| Record set |
+ + +
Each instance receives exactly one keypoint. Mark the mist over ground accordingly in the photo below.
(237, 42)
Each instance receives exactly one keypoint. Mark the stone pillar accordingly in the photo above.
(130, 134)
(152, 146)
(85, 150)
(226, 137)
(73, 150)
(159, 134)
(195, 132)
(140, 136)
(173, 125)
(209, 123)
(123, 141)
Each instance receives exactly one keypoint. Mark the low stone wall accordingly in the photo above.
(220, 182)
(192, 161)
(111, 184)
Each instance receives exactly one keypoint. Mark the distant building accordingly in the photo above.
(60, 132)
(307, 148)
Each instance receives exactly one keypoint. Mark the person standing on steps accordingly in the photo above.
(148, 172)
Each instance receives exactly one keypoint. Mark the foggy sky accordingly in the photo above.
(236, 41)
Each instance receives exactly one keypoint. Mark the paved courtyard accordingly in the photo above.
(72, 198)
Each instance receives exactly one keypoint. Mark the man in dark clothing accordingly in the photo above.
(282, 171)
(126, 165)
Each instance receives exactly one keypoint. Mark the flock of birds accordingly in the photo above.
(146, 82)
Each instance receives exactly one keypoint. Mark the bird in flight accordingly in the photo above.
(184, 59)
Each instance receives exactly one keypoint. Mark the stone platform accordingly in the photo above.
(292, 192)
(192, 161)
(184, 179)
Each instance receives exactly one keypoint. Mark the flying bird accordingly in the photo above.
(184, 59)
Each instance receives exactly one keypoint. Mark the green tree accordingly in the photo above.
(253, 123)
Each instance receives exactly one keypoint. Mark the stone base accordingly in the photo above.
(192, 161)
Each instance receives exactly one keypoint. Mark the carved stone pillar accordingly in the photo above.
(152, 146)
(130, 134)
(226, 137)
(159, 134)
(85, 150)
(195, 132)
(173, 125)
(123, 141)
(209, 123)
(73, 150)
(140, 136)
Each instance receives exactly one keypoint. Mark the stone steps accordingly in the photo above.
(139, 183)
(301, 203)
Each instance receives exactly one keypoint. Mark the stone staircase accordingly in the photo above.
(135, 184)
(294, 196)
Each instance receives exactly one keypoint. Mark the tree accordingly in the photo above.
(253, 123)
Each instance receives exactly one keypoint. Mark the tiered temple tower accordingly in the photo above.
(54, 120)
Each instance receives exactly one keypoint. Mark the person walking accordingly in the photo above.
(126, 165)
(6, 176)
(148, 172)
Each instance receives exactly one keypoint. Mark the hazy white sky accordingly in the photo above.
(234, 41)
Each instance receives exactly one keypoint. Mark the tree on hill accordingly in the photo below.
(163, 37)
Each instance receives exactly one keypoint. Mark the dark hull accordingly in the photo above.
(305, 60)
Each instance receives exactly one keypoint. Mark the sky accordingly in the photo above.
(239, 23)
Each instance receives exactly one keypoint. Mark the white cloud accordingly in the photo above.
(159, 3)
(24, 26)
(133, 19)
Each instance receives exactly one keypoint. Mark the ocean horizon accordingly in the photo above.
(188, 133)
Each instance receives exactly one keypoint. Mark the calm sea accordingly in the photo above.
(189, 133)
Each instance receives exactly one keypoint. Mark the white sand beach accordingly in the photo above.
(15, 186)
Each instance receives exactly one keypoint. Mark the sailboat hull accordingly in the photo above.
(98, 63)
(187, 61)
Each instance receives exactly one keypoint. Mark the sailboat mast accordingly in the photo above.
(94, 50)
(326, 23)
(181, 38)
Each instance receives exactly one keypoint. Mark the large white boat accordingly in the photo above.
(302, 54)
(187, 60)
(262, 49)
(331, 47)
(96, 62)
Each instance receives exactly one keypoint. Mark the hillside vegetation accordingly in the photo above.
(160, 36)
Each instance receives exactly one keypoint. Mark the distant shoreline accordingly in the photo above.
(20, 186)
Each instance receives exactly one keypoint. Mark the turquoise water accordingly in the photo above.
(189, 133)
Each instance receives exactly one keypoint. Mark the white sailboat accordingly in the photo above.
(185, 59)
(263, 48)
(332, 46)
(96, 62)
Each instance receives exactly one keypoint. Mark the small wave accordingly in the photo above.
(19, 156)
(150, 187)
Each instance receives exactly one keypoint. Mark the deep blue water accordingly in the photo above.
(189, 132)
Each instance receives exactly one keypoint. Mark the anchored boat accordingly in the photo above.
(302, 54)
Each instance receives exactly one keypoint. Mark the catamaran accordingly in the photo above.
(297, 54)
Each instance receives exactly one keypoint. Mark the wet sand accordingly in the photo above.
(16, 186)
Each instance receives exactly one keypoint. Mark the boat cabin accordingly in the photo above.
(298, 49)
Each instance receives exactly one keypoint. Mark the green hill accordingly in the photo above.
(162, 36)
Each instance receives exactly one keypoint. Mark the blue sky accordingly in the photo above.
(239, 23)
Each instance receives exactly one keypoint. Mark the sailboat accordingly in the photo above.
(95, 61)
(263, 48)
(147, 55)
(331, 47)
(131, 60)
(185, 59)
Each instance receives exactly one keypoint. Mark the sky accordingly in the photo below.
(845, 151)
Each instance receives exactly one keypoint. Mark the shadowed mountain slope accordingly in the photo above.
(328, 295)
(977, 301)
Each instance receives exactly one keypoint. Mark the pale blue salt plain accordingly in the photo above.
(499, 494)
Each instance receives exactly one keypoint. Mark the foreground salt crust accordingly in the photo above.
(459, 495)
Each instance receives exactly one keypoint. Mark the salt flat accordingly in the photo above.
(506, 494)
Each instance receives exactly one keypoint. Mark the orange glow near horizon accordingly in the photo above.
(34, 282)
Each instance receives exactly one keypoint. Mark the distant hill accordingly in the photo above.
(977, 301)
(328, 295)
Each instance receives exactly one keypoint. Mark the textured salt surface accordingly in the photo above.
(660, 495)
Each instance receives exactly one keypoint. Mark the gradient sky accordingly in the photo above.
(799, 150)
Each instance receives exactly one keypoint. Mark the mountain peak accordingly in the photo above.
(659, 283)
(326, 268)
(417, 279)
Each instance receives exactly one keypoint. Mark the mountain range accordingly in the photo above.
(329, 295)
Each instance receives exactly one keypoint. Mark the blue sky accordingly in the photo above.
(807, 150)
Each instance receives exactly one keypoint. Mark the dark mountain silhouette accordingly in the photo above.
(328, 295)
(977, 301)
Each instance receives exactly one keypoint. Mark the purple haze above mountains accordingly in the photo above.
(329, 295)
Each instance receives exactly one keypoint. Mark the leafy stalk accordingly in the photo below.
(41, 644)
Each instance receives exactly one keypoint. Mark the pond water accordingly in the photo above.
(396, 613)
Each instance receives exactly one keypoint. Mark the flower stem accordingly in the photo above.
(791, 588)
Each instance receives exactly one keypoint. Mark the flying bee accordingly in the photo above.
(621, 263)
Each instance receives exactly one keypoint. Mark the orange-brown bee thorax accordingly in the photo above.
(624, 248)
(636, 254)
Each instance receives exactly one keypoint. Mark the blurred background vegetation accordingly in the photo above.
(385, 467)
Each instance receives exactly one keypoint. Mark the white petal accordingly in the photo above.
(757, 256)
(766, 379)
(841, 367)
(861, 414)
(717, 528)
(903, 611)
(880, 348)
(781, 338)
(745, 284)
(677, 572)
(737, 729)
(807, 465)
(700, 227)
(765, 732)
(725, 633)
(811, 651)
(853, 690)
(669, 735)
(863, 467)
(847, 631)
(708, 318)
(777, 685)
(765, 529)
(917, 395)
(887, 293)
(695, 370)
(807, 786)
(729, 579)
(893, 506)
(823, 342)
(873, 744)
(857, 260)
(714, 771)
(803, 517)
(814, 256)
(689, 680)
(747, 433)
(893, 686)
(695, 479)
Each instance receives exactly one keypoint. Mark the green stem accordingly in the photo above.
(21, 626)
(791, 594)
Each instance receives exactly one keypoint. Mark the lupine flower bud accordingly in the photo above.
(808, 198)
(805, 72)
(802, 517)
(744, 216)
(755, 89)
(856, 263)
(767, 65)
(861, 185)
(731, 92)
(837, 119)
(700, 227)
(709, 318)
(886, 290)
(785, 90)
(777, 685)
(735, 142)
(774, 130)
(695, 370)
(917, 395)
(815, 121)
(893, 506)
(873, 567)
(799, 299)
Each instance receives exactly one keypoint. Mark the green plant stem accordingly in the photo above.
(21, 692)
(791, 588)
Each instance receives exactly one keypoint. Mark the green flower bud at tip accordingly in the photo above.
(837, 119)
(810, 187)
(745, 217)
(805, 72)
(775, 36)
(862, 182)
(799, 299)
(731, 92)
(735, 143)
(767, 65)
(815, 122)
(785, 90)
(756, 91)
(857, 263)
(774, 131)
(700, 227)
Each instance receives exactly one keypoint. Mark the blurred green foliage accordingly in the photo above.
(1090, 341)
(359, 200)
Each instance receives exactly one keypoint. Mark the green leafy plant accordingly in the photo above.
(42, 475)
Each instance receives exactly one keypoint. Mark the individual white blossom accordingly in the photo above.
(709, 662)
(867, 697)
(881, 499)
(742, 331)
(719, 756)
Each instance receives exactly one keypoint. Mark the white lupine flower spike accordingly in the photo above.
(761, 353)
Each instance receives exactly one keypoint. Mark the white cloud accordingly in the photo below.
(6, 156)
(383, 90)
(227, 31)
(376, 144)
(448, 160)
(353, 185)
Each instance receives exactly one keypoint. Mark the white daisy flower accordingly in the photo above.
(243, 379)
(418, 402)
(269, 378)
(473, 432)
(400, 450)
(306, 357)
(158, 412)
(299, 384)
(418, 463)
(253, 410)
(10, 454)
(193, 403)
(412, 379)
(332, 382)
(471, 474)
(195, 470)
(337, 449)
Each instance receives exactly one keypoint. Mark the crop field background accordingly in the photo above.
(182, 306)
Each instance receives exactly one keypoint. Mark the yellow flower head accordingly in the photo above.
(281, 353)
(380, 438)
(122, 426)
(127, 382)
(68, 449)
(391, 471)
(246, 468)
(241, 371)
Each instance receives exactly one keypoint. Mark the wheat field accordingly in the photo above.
+ + +
Find the line that contains "cloud accordingly in the photo below.". Repeat it and every line after it, exactly as written, up to and including the last line of the records above.

Each instance receives exactly one keypoint. Mark the white cloud accordingly in the photo below.
(6, 156)
(383, 90)
(227, 31)
(376, 144)
(448, 160)
(353, 185)
Each instance receives exactly one keypoint. Mark the white daisy flower accordingly in the photo above.
(243, 379)
(418, 402)
(269, 378)
(473, 432)
(400, 450)
(306, 357)
(158, 412)
(299, 384)
(418, 463)
(253, 410)
(10, 454)
(193, 403)
(412, 379)
(332, 382)
(471, 474)
(195, 470)
(337, 449)
Each instance receives exactly one keypoint. Mark the crop field background accordingly in the photo above.
(182, 306)
Each instance receives exactly one keypoint. Mark the yellow flower head accordingly in the photo above.
(281, 353)
(380, 438)
(122, 426)
(127, 382)
(68, 449)
(391, 471)
(246, 468)
(241, 371)
Each instance receives exactly one keypoint. Mark the wheat field accordingly in the photo above.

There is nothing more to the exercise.